§ **REQUIRED ACTION**: Go through the material below and copy each line exactly.

§ **PROVIDED RECORDS**:
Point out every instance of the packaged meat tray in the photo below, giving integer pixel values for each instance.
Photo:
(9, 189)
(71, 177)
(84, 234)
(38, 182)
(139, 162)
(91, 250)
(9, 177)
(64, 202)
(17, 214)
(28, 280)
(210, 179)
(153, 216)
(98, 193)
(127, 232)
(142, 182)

§ **ANSWER TO THIS PROBLEM**:
Point out every instance of the packaged meat tray in the photo below, giving integer pixel values for each instance.
Photo:
(9, 189)
(71, 177)
(84, 234)
(38, 182)
(139, 162)
(91, 250)
(9, 177)
(64, 202)
(17, 214)
(28, 280)
(210, 179)
(153, 216)
(98, 193)
(127, 232)
(142, 182)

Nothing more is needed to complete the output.